▶ _WHAT YOU ARE ASKED TO DO_: Rewrite the listing below, changing every "Detection request" to "Localization request" and keeping all other text as it is. Omit the pictures from your output.
** Begin **
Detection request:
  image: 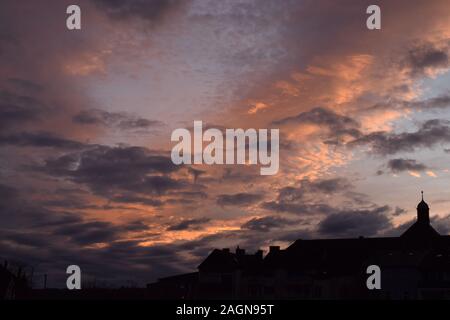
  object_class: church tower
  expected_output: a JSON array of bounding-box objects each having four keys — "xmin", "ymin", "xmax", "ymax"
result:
[{"xmin": 417, "ymin": 191, "xmax": 430, "ymax": 224}]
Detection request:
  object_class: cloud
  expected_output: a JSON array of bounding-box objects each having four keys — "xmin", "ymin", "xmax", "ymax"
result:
[
  {"xmin": 0, "ymin": 132, "xmax": 88, "ymax": 150},
  {"xmin": 0, "ymin": 90, "xmax": 46, "ymax": 131},
  {"xmin": 166, "ymin": 218, "xmax": 211, "ymax": 231},
  {"xmin": 241, "ymin": 216, "xmax": 293, "ymax": 231},
  {"xmin": 92, "ymin": 0, "xmax": 183, "ymax": 22},
  {"xmin": 408, "ymin": 44, "xmax": 449, "ymax": 75},
  {"xmin": 72, "ymin": 109, "xmax": 163, "ymax": 130},
  {"xmin": 347, "ymin": 119, "xmax": 450, "ymax": 155},
  {"xmin": 387, "ymin": 159, "xmax": 428, "ymax": 173},
  {"xmin": 43, "ymin": 146, "xmax": 189, "ymax": 197},
  {"xmin": 272, "ymin": 108, "xmax": 361, "ymax": 142},
  {"xmin": 262, "ymin": 177, "xmax": 353, "ymax": 214},
  {"xmin": 318, "ymin": 206, "xmax": 391, "ymax": 238},
  {"xmin": 217, "ymin": 193, "xmax": 263, "ymax": 206}
]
** End **
▶ _EXERCISE ANSWER_:
Localization request:
  image: 
  object_class: church tower
  expected_output: a JSON array of bounding-box objects each having four keys — "xmin", "ymin", "xmax", "ymax"
result:
[{"xmin": 417, "ymin": 191, "xmax": 430, "ymax": 224}]
Localization request:
  object_class: cloud
  expected_output: a JSON array of bounding-box objects each having four keys — "xmin", "ymin", "xmax", "ymax"
result:
[
  {"xmin": 0, "ymin": 132, "xmax": 88, "ymax": 150},
  {"xmin": 0, "ymin": 90, "xmax": 46, "ymax": 131},
  {"xmin": 166, "ymin": 218, "xmax": 211, "ymax": 231},
  {"xmin": 241, "ymin": 216, "xmax": 293, "ymax": 231},
  {"xmin": 92, "ymin": 0, "xmax": 183, "ymax": 22},
  {"xmin": 408, "ymin": 44, "xmax": 449, "ymax": 75},
  {"xmin": 72, "ymin": 109, "xmax": 163, "ymax": 130},
  {"xmin": 347, "ymin": 119, "xmax": 450, "ymax": 155},
  {"xmin": 387, "ymin": 159, "xmax": 428, "ymax": 173},
  {"xmin": 43, "ymin": 146, "xmax": 189, "ymax": 197},
  {"xmin": 272, "ymin": 108, "xmax": 361, "ymax": 142},
  {"xmin": 262, "ymin": 177, "xmax": 353, "ymax": 214},
  {"xmin": 318, "ymin": 206, "xmax": 391, "ymax": 238},
  {"xmin": 217, "ymin": 193, "xmax": 263, "ymax": 206}
]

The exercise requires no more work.